◆ **What is needed**:
From the material below, extract each line that contains the word "blue". Case counts.

Excerpts from pointing data:
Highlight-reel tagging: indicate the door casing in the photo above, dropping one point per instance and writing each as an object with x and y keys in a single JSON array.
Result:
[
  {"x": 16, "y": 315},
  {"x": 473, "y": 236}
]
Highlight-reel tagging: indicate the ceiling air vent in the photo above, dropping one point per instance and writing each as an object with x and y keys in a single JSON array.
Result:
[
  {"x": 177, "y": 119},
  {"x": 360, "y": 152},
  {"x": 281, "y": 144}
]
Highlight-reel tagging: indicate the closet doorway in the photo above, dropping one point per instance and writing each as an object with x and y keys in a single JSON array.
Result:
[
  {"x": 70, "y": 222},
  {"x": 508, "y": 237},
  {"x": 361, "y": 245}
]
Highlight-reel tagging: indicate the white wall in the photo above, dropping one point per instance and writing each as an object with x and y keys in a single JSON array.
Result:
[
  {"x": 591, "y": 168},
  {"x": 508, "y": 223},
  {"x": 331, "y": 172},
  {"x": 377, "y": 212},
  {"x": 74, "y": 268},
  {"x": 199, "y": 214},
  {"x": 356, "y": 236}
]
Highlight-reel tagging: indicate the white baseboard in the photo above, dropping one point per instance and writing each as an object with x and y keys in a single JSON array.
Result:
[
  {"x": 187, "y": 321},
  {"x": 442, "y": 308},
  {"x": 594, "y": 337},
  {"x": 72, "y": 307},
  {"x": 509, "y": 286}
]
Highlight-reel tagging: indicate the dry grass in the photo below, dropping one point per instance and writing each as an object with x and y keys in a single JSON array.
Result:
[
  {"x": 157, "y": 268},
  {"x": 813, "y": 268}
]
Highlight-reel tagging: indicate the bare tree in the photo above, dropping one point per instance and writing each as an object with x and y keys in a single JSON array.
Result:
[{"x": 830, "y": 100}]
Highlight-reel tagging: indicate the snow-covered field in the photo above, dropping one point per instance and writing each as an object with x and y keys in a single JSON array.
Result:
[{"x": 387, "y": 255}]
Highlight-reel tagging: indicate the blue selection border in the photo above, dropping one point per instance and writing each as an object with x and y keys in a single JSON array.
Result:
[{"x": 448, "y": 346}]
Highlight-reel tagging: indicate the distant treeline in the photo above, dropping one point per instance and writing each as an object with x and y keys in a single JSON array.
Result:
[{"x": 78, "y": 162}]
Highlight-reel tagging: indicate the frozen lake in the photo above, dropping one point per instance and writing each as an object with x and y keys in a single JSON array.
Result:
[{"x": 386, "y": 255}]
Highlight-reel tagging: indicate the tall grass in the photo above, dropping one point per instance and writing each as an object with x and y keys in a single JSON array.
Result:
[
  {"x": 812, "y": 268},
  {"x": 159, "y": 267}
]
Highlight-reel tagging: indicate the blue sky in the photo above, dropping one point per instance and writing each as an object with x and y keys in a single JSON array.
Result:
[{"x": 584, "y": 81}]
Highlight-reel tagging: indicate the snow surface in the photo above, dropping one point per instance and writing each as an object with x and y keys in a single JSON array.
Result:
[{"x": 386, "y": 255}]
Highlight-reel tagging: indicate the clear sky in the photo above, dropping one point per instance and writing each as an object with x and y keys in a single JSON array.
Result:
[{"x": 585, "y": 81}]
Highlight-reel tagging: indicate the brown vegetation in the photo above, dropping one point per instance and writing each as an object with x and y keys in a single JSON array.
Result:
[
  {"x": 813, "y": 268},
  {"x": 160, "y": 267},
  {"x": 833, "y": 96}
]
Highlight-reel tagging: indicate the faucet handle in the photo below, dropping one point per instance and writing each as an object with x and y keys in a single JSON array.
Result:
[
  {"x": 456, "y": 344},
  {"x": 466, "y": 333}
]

--

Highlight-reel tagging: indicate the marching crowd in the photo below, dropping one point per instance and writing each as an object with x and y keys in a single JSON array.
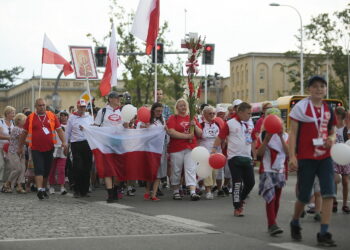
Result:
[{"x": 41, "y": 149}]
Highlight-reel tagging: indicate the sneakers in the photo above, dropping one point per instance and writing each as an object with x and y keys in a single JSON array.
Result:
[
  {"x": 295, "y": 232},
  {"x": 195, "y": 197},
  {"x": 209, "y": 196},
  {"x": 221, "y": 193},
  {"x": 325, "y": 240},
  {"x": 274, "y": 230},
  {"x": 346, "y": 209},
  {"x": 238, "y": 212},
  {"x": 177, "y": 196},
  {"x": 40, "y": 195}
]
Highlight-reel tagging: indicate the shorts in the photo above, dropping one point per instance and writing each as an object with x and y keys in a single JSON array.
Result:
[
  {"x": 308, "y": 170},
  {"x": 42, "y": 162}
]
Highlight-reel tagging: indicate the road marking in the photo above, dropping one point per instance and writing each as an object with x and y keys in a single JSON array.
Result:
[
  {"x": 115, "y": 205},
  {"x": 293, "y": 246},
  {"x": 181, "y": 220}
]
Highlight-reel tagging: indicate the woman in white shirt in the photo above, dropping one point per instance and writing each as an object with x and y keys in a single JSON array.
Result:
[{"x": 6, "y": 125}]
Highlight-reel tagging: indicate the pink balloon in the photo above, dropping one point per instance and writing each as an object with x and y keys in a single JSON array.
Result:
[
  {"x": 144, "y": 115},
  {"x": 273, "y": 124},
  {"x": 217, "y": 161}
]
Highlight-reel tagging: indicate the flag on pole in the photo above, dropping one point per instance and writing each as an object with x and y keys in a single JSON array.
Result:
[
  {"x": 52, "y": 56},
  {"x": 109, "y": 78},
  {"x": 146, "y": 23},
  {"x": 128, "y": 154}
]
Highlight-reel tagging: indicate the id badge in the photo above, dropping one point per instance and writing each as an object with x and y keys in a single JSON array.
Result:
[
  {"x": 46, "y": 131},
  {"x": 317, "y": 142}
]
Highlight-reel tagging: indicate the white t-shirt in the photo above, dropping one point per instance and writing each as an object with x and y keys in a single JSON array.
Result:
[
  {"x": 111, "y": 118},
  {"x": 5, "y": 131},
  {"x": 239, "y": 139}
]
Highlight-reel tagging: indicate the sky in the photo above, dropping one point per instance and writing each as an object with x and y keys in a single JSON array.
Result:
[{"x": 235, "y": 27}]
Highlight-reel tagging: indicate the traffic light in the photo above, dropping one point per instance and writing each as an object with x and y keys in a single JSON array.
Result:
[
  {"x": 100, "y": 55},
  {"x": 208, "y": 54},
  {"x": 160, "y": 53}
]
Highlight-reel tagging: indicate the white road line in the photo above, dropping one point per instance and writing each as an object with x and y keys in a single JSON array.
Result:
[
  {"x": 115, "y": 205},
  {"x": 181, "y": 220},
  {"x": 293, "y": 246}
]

* * *

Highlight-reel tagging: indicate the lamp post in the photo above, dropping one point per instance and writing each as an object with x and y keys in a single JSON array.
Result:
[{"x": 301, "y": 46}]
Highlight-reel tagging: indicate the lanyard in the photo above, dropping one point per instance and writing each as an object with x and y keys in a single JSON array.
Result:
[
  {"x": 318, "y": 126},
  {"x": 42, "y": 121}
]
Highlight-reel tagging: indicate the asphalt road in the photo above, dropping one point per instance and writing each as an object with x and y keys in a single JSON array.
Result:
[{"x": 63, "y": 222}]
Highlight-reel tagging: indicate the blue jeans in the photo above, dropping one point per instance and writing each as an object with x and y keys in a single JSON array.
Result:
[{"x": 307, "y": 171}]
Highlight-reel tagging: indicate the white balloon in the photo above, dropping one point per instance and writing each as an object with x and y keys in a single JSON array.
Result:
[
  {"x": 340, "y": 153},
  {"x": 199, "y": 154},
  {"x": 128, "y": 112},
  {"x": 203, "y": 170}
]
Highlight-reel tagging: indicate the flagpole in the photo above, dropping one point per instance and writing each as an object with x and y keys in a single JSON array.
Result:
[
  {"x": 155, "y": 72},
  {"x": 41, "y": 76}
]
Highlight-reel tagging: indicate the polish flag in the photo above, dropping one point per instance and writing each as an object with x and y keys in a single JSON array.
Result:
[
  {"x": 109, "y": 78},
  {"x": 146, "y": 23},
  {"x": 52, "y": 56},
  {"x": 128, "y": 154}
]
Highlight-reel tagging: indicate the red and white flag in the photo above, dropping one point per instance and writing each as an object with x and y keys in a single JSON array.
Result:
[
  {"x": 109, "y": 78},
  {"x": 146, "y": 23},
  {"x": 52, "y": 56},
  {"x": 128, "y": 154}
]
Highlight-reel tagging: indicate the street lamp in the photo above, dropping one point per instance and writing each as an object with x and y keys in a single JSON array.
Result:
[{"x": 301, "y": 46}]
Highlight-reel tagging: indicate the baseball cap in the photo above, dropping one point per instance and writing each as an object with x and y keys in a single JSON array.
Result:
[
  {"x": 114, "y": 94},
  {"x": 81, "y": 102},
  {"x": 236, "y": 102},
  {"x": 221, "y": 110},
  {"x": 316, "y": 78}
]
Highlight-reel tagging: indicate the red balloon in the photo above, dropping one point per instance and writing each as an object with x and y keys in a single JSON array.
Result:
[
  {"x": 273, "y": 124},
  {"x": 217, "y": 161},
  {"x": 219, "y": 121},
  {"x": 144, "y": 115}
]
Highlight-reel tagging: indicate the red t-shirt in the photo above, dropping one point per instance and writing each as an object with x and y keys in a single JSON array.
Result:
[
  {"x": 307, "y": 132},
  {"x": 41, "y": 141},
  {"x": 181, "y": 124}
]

◆ **Worked answer**:
Highlight-reel tagging: indicate the blue selection border in the photo above, dropping one point per instance and writing each as an object with x and y keys in a single JSON array.
Highlight-reel tagging: indicate the blue sky in the photo above, dropping one point per instance and writing each as an object with x and y keys in a single JSON array.
Highlight-reel tagging: indicate the blue jeans in the photo above, dropping one point per instance and writing each as an object with x and y keys in a single JSON array.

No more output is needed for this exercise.